>>

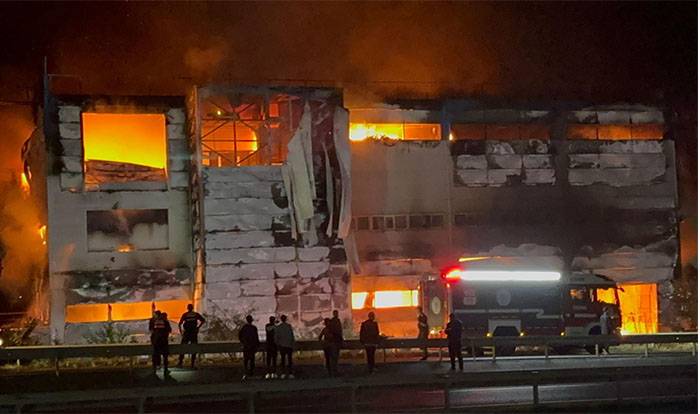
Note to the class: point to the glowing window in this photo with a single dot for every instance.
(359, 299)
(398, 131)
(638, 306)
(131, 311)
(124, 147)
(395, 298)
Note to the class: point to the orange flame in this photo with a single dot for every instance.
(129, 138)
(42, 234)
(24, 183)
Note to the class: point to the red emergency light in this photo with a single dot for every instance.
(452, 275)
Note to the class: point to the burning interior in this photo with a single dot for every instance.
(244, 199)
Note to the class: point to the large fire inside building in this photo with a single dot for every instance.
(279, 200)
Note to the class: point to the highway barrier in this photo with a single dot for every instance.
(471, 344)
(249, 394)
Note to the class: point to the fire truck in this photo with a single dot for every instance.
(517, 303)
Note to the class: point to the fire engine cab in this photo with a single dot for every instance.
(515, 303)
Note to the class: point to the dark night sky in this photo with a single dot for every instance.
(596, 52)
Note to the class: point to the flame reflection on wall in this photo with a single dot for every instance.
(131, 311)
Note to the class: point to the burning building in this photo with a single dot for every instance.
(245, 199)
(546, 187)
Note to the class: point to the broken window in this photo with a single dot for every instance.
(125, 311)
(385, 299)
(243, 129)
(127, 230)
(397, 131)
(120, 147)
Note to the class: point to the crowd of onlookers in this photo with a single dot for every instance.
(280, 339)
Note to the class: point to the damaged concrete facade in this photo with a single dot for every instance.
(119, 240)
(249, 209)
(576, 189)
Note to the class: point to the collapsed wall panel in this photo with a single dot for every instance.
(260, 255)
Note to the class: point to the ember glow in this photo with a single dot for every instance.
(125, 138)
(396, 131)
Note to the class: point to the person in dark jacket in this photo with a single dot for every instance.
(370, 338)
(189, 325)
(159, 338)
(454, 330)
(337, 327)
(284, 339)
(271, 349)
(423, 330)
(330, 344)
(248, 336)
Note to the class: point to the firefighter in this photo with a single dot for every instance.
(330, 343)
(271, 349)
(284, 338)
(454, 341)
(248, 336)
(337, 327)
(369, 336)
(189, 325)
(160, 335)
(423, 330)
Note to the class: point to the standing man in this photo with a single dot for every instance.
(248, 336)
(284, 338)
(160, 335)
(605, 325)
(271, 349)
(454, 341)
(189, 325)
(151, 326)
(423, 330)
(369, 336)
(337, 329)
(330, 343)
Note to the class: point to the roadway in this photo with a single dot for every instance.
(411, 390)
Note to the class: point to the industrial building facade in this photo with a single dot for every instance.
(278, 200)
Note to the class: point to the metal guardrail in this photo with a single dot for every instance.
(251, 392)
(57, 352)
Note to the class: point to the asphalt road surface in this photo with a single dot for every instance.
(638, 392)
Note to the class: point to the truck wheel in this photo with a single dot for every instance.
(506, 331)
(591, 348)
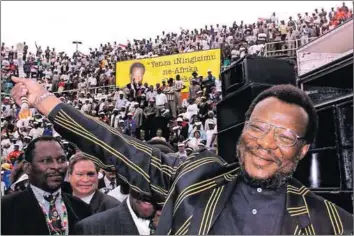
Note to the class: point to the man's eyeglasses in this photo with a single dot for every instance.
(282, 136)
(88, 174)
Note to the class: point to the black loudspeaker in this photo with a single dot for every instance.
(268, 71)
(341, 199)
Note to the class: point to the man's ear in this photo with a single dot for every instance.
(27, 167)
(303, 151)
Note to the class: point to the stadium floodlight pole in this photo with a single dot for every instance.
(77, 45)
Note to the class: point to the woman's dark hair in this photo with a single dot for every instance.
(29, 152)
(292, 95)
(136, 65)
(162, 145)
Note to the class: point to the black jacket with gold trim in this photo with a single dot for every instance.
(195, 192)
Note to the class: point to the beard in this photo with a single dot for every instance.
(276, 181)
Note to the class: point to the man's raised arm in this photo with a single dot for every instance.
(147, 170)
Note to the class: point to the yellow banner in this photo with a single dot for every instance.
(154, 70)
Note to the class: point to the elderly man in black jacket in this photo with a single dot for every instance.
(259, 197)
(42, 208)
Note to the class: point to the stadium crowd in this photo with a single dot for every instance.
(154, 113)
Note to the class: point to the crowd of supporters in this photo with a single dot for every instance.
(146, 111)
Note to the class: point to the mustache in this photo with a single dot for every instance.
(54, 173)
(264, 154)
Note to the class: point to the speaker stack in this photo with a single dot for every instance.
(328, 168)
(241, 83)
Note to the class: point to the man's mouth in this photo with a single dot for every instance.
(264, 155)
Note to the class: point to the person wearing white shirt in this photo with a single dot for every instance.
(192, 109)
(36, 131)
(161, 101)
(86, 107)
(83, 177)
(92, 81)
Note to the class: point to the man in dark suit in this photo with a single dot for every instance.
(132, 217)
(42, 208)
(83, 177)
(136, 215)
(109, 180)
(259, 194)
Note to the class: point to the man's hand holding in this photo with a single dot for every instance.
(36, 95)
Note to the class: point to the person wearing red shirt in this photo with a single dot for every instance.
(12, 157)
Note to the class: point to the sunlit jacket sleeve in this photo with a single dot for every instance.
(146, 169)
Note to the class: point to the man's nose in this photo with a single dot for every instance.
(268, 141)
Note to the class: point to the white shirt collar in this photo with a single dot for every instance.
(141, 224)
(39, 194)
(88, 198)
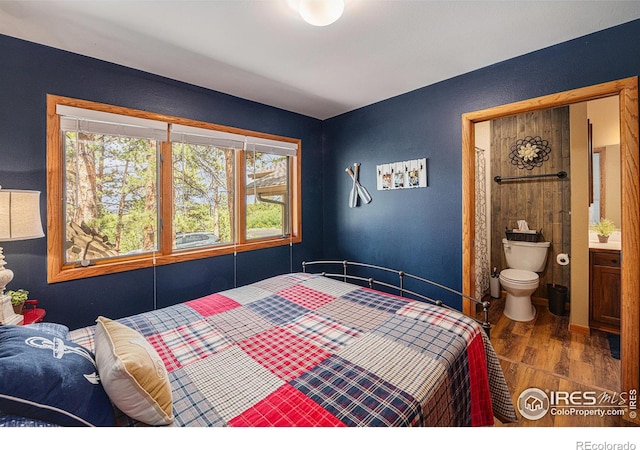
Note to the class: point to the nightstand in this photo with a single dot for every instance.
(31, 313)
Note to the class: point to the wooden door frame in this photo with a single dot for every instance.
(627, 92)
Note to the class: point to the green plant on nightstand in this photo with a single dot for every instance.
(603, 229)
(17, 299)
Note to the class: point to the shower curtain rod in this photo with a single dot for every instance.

<<

What to do => Could you give all the records again, exactly, minus the pictures?

Solution below =>
Note to the class: point to the glowing window in this photo with a single dot for every instance.
(359, 299)
(398, 131)
(638, 306)
(131, 311)
(124, 147)
(395, 298)
Note to the class: point to the orange flame in this photo with a single dot for every instance.
(129, 138)
(42, 234)
(24, 183)
Note to the class: point to the red emergency light in this photo with a single dot for every instance.
(452, 275)
Note to the class: point to the burning interior in this photo with a single dot for every instance.
(244, 199)
Note to the class: point to the large fire inside building in this photo with a single dot for every instance.
(279, 200)
Note to the class: point to the highway barrier in this photo with a single dot for every instance.
(471, 344)
(249, 394)
Note to the class: point to the fire truck in this photo with a single dot for every instance.
(517, 303)
Note to the class: point to the fire engine cab in this photo with a single dot for every instance.
(515, 303)
Note to the class: point to the dark night sky in this photo with a single dot for every instance.
(596, 52)
Note to the class: point to the flame reflection on wall in this photo with a single dot for every instance.
(131, 311)
Note to the class: point to the burning building in this photo with a single dot for every instance.
(245, 199)
(546, 187)
Note to the class: point to the broken window in this photo with a single dot for every instance.
(125, 311)
(385, 299)
(243, 129)
(127, 230)
(397, 131)
(120, 147)
Note to the class: point to the crowd of onlookers in this photo with a single dot for every instance.
(280, 339)
Note to the class: point to the damaged concrete facade in this photo with a single dot for every instance.
(119, 240)
(249, 209)
(576, 189)
Note to the class: point to the collapsed wall panel in this photo with a single dot for every instance.
(260, 255)
Note to the class: point to the ember glow in this photo with a single dot for every instance.
(125, 138)
(396, 131)
Note to the class: point to the person in dark jacket in this photo with a single dot for every instance.
(370, 338)
(189, 325)
(159, 338)
(454, 330)
(337, 327)
(284, 339)
(271, 349)
(423, 330)
(330, 344)
(248, 336)
Note to the class: point to the firefighter in this photo with a single dot for every instance.
(330, 343)
(271, 349)
(284, 338)
(454, 341)
(248, 336)
(337, 327)
(369, 336)
(189, 325)
(160, 335)
(423, 330)
Note to the class: point to the standing man in this photo with a single dot for every instance.
(248, 336)
(284, 338)
(160, 335)
(605, 325)
(271, 349)
(454, 341)
(189, 325)
(151, 326)
(423, 330)
(369, 336)
(337, 329)
(330, 343)
Note to the class: point to the roadway in this photo with a single dot for every instance.
(411, 390)
Note to the class: point to the industrial building facade in this photo with a single dot for every instance.
(278, 200)
Note to the class: point to the metal guardrail in this photo with a single dot for every instance.
(251, 392)
(57, 352)
Note to the class: point to the asphalt road surface in this photo with a single dot for every instance.
(638, 392)
Note to the class: point to the truck wheel in this photo with a single dot for every instance.
(506, 331)
(591, 348)
Note to the class: point to the man's eyeglasses in this photo with a single dot for every instance.
(282, 136)
(88, 174)
Note to the class: point to the black loudspeaker in this photo with a single dot for every instance.
(268, 71)
(341, 199)
Note to the class: point to the man's ear in this photo with a single dot for every instance.
(27, 167)
(303, 151)
Note to the class: point to the stadium floodlight pole in this photo with a single dot for every instance.
(77, 45)
Note to the class: point to the woman's dark hair in this photo with a single dot for every instance.
(29, 152)
(292, 95)
(136, 65)
(162, 145)
Note to the class: point to the black jacket with gold trim in this photo with a single dot for every instance.
(195, 192)
Note to the class: point to the beard in this photo with a single dot for every instance.
(276, 181)
Note to the class: point to the man's raised arm in this photo with a single dot for every instance.
(147, 170)
Note to the class: point to the yellow banner in this photo with a single dot for every instance.
(154, 70)
Note to the class: point to the elderly man in black jacket in this photo with a single dot for every instance.
(259, 197)
(42, 208)
Note to the class: point to the stadium crowd in this photo with a single dot for every instance.
(154, 113)
Note to the class: point to the crowd of supporters in this photo with a single dot for every instance.
(146, 111)
Note to the class: point to the mustache in this photo with a single dot for every instance.
(54, 173)
(264, 154)
Note to the class: point to the speaker stack in this photo with a single dot for every instance.
(328, 168)
(241, 83)
Note to the class: point to the man's mouth in this photo with a single dot for every instance.
(264, 155)
Note to the class: point to the person wearing white shirt in this photo with a single dot for every instance.
(192, 109)
(36, 131)
(161, 101)
(86, 107)
(83, 177)
(92, 81)
Note to the class: point to the man in dark suit in this photo with a single dot for every instance.
(132, 217)
(42, 208)
(83, 177)
(136, 215)
(109, 180)
(259, 194)
Note to the class: point to the man's hand holding in this photo with a single dot for every instance.
(36, 95)
Note to the class: point to the person wearing red shirt in this photo with a single dot for every instance.
(12, 157)
Note to the class: point to the sunlit jacket sleeve in this photo with a single dot for every instance.
(146, 169)
Note to the class: point to the man's nose in this photo with a single dot for every instance.
(268, 141)
Note to the class: point to the white shirt collar in this photo with a single dot for every instance.
(141, 224)
(39, 194)
(88, 198)
Note to the class: point to the nightstand in this photo with a single dot for every instance.
(31, 313)
Note to the class: point to the wooden door frame in this photo with a single dot for every instance.
(627, 92)
Note to the class: point to the green plant on nightstand in this photo with a single dot for every instance.
(603, 229)
(17, 299)
Note to the class: point to the shower curtain rod in this photo with a single dot for every instance.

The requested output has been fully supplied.